▶ [What you have to do]: Translate this sentence from the text on Black youth in urban neighborhoods into Spanish: "Using data from a cohort of Black youth living in Baltimore, we examined the influence of neighborhood environment on marijuana use during adolescence."

▶ [Supplied text]:
Blacks disproportionately reside in urban neighborhoods characterized by crime, poverty, drugs and violence. They are more likely to experience prolonged unemployment, be incarcerated, become homeless and have fewer financial resources available to them compared to Whites. They are also more likely to report serious psychological distress. Blacks are eight times more likely to be infected with HIV, accounting for 44% of HIV infections in the United States in 2010. This application is for a competitive renewal of the Progression and Clustering of Marijuana Use in African-American Neighborhoods study (DA032550). Using data from a cohort of Black youth living in Baltimore, we examined the influence of neighborhood environment on marijuana use during adolescence. Our data suggest that despite facing challenges and adversity that the majority of American youth never encounter, many Black youth do not exhibit the risk behaviors shown to be associated with growing up in distressed, urban neighborhoods. There is scant research, however, focused on understanding the process by which Black youth successfully adapt to the challenges faced in these neighborhoods.

▶ [Recorded information]:
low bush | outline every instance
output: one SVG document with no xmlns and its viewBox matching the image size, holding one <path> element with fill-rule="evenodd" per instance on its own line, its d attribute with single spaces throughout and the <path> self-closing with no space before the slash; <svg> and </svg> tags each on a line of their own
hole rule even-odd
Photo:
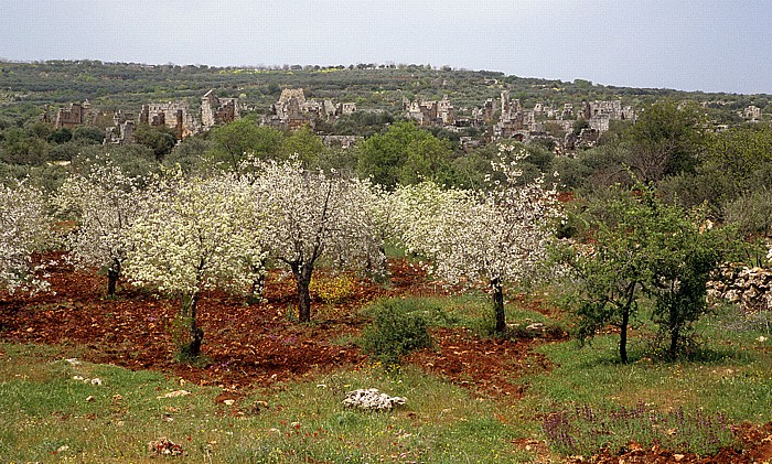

▶ [Exercise response]: Utilizando datos de una cohorte de jóvenes negros que viven en Baltimore, examinamos la influencia del entorno del vecindario en el consumo de marihuana durante la adolescencia.